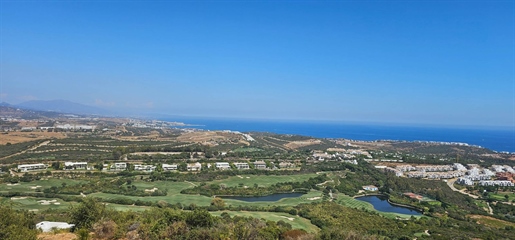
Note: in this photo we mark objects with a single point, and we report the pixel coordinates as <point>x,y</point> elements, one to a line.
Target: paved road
<point>450,183</point>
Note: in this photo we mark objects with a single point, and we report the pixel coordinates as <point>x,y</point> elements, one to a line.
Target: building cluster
<point>154,124</point>
<point>483,176</point>
<point>344,155</point>
<point>76,166</point>
<point>427,171</point>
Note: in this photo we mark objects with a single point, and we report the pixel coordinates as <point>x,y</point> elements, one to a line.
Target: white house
<point>286,165</point>
<point>241,166</point>
<point>223,165</point>
<point>32,167</point>
<point>169,167</point>
<point>75,165</point>
<point>370,188</point>
<point>194,166</point>
<point>119,166</point>
<point>145,168</point>
<point>47,226</point>
<point>260,164</point>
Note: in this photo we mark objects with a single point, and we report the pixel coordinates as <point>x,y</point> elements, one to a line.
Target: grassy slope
<point>296,221</point>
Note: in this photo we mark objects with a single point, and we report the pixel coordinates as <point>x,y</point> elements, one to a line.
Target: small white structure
<point>194,166</point>
<point>119,166</point>
<point>286,165</point>
<point>465,181</point>
<point>144,168</point>
<point>47,226</point>
<point>241,166</point>
<point>223,165</point>
<point>169,167</point>
<point>260,165</point>
<point>496,183</point>
<point>75,165</point>
<point>32,167</point>
<point>370,188</point>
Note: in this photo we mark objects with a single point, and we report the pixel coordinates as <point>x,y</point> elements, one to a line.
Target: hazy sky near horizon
<point>437,62</point>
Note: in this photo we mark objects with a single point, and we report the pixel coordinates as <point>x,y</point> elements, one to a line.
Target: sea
<point>497,139</point>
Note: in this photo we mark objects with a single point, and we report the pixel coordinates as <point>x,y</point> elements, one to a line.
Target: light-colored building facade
<point>222,165</point>
<point>144,168</point>
<point>32,167</point>
<point>241,166</point>
<point>75,165</point>
<point>260,165</point>
<point>119,166</point>
<point>169,167</point>
<point>194,166</point>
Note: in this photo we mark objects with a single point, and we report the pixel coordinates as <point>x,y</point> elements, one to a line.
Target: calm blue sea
<point>495,139</point>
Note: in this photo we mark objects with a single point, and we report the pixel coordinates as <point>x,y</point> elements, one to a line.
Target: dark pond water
<point>381,204</point>
<point>268,198</point>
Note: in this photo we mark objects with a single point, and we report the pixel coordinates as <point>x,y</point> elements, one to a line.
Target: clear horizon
<point>420,63</point>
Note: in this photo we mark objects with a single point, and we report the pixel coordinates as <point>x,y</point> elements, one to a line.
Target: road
<point>29,149</point>
<point>450,183</point>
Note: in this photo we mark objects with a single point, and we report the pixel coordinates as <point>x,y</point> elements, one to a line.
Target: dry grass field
<point>299,144</point>
<point>19,137</point>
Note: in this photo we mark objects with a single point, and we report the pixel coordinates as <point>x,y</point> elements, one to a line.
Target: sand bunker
<point>151,190</point>
<point>48,202</point>
<point>18,198</point>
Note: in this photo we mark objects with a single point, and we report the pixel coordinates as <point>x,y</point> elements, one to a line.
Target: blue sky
<point>428,62</point>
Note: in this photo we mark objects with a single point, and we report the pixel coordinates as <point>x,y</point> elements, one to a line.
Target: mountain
<point>4,104</point>
<point>62,106</point>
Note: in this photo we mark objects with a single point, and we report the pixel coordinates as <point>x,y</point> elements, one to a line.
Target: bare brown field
<point>19,137</point>
<point>207,136</point>
<point>491,222</point>
<point>57,236</point>
<point>299,144</point>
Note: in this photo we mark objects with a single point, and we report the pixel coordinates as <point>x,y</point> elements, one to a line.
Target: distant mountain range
<point>60,106</point>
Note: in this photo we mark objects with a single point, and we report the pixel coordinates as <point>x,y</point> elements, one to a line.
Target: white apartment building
<point>32,167</point>
<point>223,165</point>
<point>144,168</point>
<point>241,166</point>
<point>169,167</point>
<point>75,165</point>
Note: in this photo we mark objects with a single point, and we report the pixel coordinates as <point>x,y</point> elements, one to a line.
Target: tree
<point>218,202</point>
<point>87,213</point>
<point>200,218</point>
<point>16,224</point>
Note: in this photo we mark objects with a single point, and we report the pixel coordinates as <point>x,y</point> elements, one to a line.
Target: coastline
<point>493,139</point>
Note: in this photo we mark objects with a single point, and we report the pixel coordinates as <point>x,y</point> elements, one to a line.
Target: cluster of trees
<point>255,190</point>
<point>457,205</point>
<point>336,220</point>
<point>122,186</point>
<point>167,223</point>
<point>16,224</point>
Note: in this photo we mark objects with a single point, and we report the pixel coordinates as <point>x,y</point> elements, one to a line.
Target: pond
<point>268,198</point>
<point>381,204</point>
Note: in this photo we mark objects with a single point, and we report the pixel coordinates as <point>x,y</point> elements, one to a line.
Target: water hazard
<point>381,204</point>
<point>268,198</point>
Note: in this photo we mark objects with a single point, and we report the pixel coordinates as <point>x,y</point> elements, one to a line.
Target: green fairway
<point>354,203</point>
<point>34,185</point>
<point>501,196</point>
<point>262,180</point>
<point>186,199</point>
<point>173,190</point>
<point>295,221</point>
<point>36,204</point>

---*---

| Assignment |
Your copy should match the data exactly, apart from the images, which are dropped.

| Answer to this exercise |
Note: in this photo we mark objects with a single point, and we report the pixel coordinates as <point>x,y</point> elements, one to a line.
Target: paved road
<point>450,183</point>
Note: in this photo we mark objects with a single point, and we report the pixel coordinates as <point>x,y</point> elements, one to a line.
Target: building cluster
<point>154,124</point>
<point>483,176</point>
<point>344,155</point>
<point>76,166</point>
<point>427,171</point>
Note: in this photo we mark objects with a single point, and we report the pixel coordinates as <point>x,y</point> elements, one to a line.
Target: white house
<point>286,165</point>
<point>241,166</point>
<point>223,165</point>
<point>32,167</point>
<point>169,167</point>
<point>75,165</point>
<point>370,188</point>
<point>194,166</point>
<point>119,166</point>
<point>145,168</point>
<point>47,226</point>
<point>260,164</point>
Note: in this photo we mark objects with a single point, and we report the pixel coordinates as <point>x,y</point> elements, one to a line.
Target: grassy slope
<point>296,221</point>
Note: in this photo we mark objects with a single point, and we report the pixel coordinates as <point>x,y</point> elements, one to a line.
Target: small white structure
<point>194,166</point>
<point>119,166</point>
<point>286,165</point>
<point>465,181</point>
<point>144,168</point>
<point>47,226</point>
<point>241,166</point>
<point>223,165</point>
<point>169,167</point>
<point>260,165</point>
<point>496,183</point>
<point>75,165</point>
<point>32,167</point>
<point>370,188</point>
Note: in this photo we mark objects with a single point, and we report the pixel coordinates as <point>x,y</point> elements, one to a line.
Target: hazy sky near horizon
<point>437,62</point>
Note: in this photo we mark objects with a single point, and we report the pixel coordinates as <point>x,y</point> elements, one to a line.
Target: sea
<point>497,139</point>
Note: in this photo we mark objects with a single point, and we report the pixel coordinates as <point>x,y</point> elements, one to a line.
Target: light-colored building facade
<point>222,165</point>
<point>144,168</point>
<point>32,167</point>
<point>241,166</point>
<point>75,165</point>
<point>260,165</point>
<point>119,166</point>
<point>169,167</point>
<point>194,166</point>
Note: in this photo we mark objects with a single point, and we report the pixel coordinates as <point>x,y</point> elements, one to a line.
Target: calm blue sea
<point>495,139</point>
Note: in this photo we mark objects with a single point, and we report the pixel coordinates as <point>x,y</point> elements, one to a line.
Target: dark pond water
<point>381,204</point>
<point>268,198</point>
Note: in this photo we mark objects with a single point, and we report the pixel coordinates as <point>x,y</point> elements, one to a line.
Target: clear horizon
<point>420,63</point>
Note: in this photo we mark objects with a single point, and we report the pixel coordinates as <point>x,y</point> elements, one to a line.
Target: road
<point>29,149</point>
<point>450,183</point>
Note: in this photo we mark objects with a single point, and we report the pixel coordinates as <point>x,y</point> elements, one to a line.
Target: dry grass field
<point>299,144</point>
<point>19,137</point>
Note: in this photo we mark objects with a single point, and we report the pixel coordinates as <point>x,y</point> elements, one to a line.
Target: sand bunker
<point>151,190</point>
<point>48,202</point>
<point>18,198</point>
Note: in this photo we mark objects with a single point, and we report the pixel coordinates as <point>x,y</point> elements, one to a line.
Target: blue sky
<point>428,62</point>
Note: in this photo we mark objects with a single point, and we report the pixel coordinates as <point>x,y</point> elements, one to a line.
Target: mountain
<point>4,104</point>
<point>62,106</point>
Note: in this photo we mark objects with a single point, and we report the pixel coordinates as <point>x,y</point> elements, one to a line.
Target: bare brown field
<point>19,137</point>
<point>207,136</point>
<point>491,222</point>
<point>57,236</point>
<point>299,144</point>
Note: in this photo we mark objects with a single point, and we report the pixel coordinates as <point>x,y</point> elements, one to a line.
Target: distant mountain range
<point>60,106</point>
Note: in this photo we mark objects with a single point, and we report the pixel coordinates as <point>x,y</point> elements, one to a line.
Target: white apartment building
<point>32,167</point>
<point>223,165</point>
<point>144,168</point>
<point>241,166</point>
<point>169,167</point>
<point>75,165</point>
Note: in this photo we mark objects with a single point, and we report the pixel coordinates as <point>x,y</point> elements, one to a line.
Target: tree
<point>218,202</point>
<point>87,213</point>
<point>200,218</point>
<point>16,224</point>
Note: in this photo we mark objects with a single point, and we report the pixel coordinates as <point>x,y</point> elements, one to a line.
Target: coastline
<point>493,139</point>
Note: in this photo we mark objects with a single point, and we report the pixel coordinates as <point>x,y</point> elements, one to a line.
Target: cluster of trees
<point>255,190</point>
<point>457,205</point>
<point>336,220</point>
<point>122,186</point>
<point>167,223</point>
<point>16,224</point>
Note: in this photo we mark objects with a single point, and we report the pixel coordinates as <point>x,y</point> elements, one to a line.
Target: pond
<point>268,198</point>
<point>381,204</point>
Note: in this photo we mark objects with a single point, and we report the pixel coordinates as <point>x,y</point> elements, one to a line.
Target: water hazard
<point>381,204</point>
<point>268,198</point>
Note: in this photo we mark objects with a single point, and we report the pixel coordinates as <point>x,y</point> elements, one to a line.
Target: green fairway
<point>354,203</point>
<point>34,185</point>
<point>501,196</point>
<point>262,180</point>
<point>186,199</point>
<point>173,190</point>
<point>295,221</point>
<point>36,204</point>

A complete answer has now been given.